* Exercise prompt *
Go line by line through the entries and show those that hold the string "wall".

* Dataset *
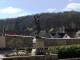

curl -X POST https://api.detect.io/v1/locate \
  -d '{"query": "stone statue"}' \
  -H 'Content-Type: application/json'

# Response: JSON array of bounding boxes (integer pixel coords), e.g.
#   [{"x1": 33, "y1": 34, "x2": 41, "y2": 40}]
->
[{"x1": 34, "y1": 15, "x2": 41, "y2": 37}]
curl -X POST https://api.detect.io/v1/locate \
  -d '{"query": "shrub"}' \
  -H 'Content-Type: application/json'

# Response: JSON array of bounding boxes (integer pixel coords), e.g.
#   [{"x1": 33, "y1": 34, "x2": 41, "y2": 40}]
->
[
  {"x1": 25, "y1": 51, "x2": 29, "y2": 55},
  {"x1": 12, "y1": 52, "x2": 15, "y2": 56},
  {"x1": 48, "y1": 44, "x2": 80, "y2": 58},
  {"x1": 5, "y1": 52, "x2": 9, "y2": 57},
  {"x1": 45, "y1": 49, "x2": 49, "y2": 53}
]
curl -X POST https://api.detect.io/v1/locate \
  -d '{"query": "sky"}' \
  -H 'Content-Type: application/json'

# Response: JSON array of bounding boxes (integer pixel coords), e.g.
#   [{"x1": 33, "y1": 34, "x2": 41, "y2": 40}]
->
[{"x1": 0, "y1": 0, "x2": 80, "y2": 19}]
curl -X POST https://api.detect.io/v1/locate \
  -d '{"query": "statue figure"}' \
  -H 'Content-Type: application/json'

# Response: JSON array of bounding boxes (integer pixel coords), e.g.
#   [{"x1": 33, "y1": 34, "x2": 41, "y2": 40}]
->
[{"x1": 34, "y1": 15, "x2": 41, "y2": 36}]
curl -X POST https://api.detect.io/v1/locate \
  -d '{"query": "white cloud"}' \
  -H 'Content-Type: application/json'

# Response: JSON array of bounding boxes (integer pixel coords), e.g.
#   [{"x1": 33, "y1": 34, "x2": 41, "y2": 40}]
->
[
  {"x1": 19, "y1": 13, "x2": 27, "y2": 17},
  {"x1": 69, "y1": 0, "x2": 72, "y2": 1},
  {"x1": 63, "y1": 3, "x2": 80, "y2": 11},
  {"x1": 47, "y1": 8, "x2": 56, "y2": 11},
  {"x1": 0, "y1": 7, "x2": 22, "y2": 13}
]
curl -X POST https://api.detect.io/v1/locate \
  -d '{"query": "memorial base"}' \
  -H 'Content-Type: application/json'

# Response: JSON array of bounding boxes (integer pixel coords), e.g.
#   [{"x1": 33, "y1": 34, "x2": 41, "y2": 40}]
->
[{"x1": 31, "y1": 37, "x2": 45, "y2": 55}]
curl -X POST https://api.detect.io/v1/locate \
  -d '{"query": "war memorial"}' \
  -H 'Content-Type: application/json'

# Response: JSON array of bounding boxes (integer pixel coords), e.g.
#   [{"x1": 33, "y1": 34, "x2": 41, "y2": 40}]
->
[{"x1": 0, "y1": 15, "x2": 58, "y2": 60}]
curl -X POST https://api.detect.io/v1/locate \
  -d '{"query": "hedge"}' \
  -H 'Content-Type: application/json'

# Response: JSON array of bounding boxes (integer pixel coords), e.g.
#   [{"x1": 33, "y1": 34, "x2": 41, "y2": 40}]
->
[{"x1": 48, "y1": 44, "x2": 80, "y2": 58}]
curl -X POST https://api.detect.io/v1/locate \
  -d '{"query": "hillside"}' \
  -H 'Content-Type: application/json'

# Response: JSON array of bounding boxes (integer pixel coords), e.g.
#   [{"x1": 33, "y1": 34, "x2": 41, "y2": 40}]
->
[{"x1": 0, "y1": 11, "x2": 80, "y2": 32}]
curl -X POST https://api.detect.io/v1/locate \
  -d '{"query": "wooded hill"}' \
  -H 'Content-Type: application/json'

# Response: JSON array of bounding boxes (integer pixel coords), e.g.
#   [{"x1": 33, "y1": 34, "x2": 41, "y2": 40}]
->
[{"x1": 0, "y1": 11, "x2": 80, "y2": 32}]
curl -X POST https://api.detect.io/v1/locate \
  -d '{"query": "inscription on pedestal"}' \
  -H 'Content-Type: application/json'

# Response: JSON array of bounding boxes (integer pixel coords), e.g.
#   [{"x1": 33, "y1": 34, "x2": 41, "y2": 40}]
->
[
  {"x1": 37, "y1": 48, "x2": 45, "y2": 55},
  {"x1": 33, "y1": 43, "x2": 36, "y2": 49}
]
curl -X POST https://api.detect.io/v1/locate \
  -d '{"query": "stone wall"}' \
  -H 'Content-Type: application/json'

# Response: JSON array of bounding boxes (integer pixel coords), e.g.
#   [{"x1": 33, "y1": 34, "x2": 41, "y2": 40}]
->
[
  {"x1": 43, "y1": 38, "x2": 80, "y2": 47},
  {"x1": 5, "y1": 35, "x2": 34, "y2": 49},
  {"x1": 4, "y1": 35, "x2": 80, "y2": 49}
]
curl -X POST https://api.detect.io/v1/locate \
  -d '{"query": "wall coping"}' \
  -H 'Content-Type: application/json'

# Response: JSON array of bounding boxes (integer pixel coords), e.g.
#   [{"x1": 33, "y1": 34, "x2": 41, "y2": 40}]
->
[
  {"x1": 4, "y1": 34, "x2": 80, "y2": 39},
  {"x1": 5, "y1": 35, "x2": 80, "y2": 39}
]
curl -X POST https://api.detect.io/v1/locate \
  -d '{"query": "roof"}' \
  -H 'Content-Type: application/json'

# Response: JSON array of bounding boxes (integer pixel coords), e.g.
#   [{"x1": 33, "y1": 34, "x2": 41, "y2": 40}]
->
[
  {"x1": 5, "y1": 31, "x2": 29, "y2": 35},
  {"x1": 58, "y1": 33, "x2": 65, "y2": 38},
  {"x1": 0, "y1": 30, "x2": 29, "y2": 36},
  {"x1": 50, "y1": 33, "x2": 55, "y2": 36},
  {"x1": 50, "y1": 32, "x2": 65, "y2": 38}
]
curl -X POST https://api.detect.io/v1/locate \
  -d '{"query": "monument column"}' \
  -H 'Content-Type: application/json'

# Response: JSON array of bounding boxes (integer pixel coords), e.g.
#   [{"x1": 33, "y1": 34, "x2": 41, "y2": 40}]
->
[{"x1": 31, "y1": 15, "x2": 45, "y2": 55}]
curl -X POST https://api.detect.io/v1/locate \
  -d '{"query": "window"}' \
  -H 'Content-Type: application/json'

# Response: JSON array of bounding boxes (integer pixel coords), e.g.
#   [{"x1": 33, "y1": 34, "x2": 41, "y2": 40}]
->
[{"x1": 65, "y1": 36, "x2": 67, "y2": 37}]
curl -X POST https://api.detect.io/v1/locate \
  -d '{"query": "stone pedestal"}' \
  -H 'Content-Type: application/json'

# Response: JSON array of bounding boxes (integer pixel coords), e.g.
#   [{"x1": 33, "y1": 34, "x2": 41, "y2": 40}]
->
[{"x1": 31, "y1": 37, "x2": 45, "y2": 55}]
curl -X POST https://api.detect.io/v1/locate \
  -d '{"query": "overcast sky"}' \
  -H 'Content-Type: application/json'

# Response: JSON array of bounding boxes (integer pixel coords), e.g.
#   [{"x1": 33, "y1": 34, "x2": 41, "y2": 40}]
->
[{"x1": 0, "y1": 0, "x2": 80, "y2": 19}]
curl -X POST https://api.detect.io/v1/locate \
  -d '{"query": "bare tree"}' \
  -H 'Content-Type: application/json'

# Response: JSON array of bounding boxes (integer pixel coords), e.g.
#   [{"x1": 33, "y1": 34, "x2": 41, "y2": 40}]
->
[{"x1": 7, "y1": 36, "x2": 23, "y2": 56}]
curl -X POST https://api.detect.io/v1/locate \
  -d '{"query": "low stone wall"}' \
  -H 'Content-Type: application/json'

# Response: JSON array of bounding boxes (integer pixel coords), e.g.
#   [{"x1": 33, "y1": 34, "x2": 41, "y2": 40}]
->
[
  {"x1": 2, "y1": 54, "x2": 58, "y2": 60},
  {"x1": 5, "y1": 35, "x2": 34, "y2": 49},
  {"x1": 4, "y1": 35, "x2": 80, "y2": 49},
  {"x1": 43, "y1": 38, "x2": 80, "y2": 47}
]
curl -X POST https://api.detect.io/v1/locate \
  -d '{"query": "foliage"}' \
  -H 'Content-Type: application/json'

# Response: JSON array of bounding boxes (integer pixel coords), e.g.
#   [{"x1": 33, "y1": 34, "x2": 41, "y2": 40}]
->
[
  {"x1": 26, "y1": 28, "x2": 33, "y2": 32},
  {"x1": 26, "y1": 28, "x2": 33, "y2": 35},
  {"x1": 45, "y1": 49, "x2": 49, "y2": 53},
  {"x1": 29, "y1": 28, "x2": 33, "y2": 32},
  {"x1": 26, "y1": 28, "x2": 29, "y2": 31},
  {"x1": 49, "y1": 28, "x2": 54, "y2": 32},
  {"x1": 48, "y1": 44, "x2": 80, "y2": 58},
  {"x1": 7, "y1": 37, "x2": 23, "y2": 56},
  {"x1": 12, "y1": 52, "x2": 15, "y2": 56},
  {"x1": 25, "y1": 51, "x2": 29, "y2": 55},
  {"x1": 5, "y1": 52, "x2": 9, "y2": 57},
  {"x1": 0, "y1": 11, "x2": 80, "y2": 31}
]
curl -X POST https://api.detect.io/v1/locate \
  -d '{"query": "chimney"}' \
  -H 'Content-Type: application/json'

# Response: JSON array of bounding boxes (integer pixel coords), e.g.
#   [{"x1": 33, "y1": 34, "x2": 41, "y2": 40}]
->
[
  {"x1": 63, "y1": 26, "x2": 65, "y2": 33},
  {"x1": 3, "y1": 29, "x2": 5, "y2": 36}
]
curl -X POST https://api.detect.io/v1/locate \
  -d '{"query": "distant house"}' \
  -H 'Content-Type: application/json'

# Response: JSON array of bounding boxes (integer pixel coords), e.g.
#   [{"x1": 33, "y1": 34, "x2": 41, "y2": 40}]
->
[
  {"x1": 75, "y1": 30, "x2": 80, "y2": 38},
  {"x1": 50, "y1": 32, "x2": 64, "y2": 38},
  {"x1": 50, "y1": 33, "x2": 54, "y2": 38},
  {"x1": 54, "y1": 33, "x2": 62, "y2": 38},
  {"x1": 50, "y1": 28, "x2": 80, "y2": 38},
  {"x1": 65, "y1": 28, "x2": 80, "y2": 38},
  {"x1": 63, "y1": 34, "x2": 70, "y2": 38},
  {"x1": 50, "y1": 32, "x2": 70, "y2": 38}
]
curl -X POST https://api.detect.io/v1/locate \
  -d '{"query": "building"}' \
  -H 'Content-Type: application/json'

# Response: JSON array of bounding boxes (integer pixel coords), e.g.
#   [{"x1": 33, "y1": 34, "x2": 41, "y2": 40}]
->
[
  {"x1": 65, "y1": 28, "x2": 80, "y2": 38},
  {"x1": 50, "y1": 32, "x2": 70, "y2": 38}
]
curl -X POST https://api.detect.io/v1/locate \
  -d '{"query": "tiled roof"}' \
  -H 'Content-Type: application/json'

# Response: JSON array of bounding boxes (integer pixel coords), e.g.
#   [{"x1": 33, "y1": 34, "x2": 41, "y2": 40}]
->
[
  {"x1": 50, "y1": 32, "x2": 65, "y2": 38},
  {"x1": 5, "y1": 31, "x2": 29, "y2": 35},
  {"x1": 0, "y1": 30, "x2": 29, "y2": 36}
]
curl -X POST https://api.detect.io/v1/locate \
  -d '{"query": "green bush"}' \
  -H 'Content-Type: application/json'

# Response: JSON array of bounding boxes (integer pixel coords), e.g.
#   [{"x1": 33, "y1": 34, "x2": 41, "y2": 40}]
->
[{"x1": 48, "y1": 44, "x2": 80, "y2": 58}]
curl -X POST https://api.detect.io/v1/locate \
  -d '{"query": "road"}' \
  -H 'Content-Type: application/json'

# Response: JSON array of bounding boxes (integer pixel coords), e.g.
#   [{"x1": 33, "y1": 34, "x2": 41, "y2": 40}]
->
[
  {"x1": 0, "y1": 55, "x2": 4, "y2": 60},
  {"x1": 0, "y1": 50, "x2": 15, "y2": 60}
]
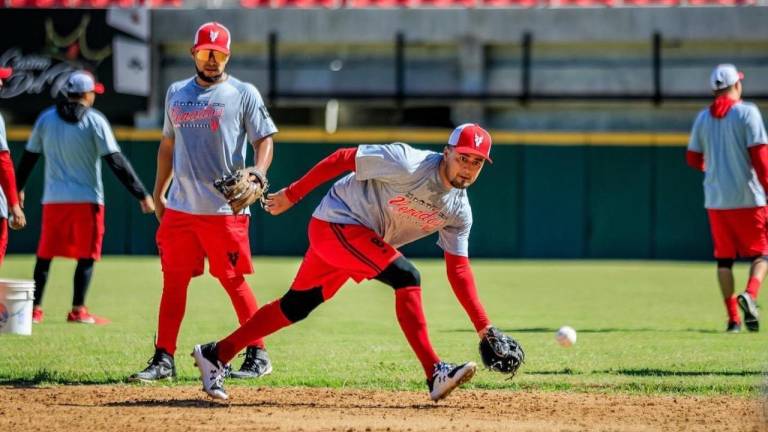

* Result below *
  -d '{"query": "stone wall"}' \
  -d '{"query": "wall coping"}' \
  -d '{"query": "low stone wall"}' \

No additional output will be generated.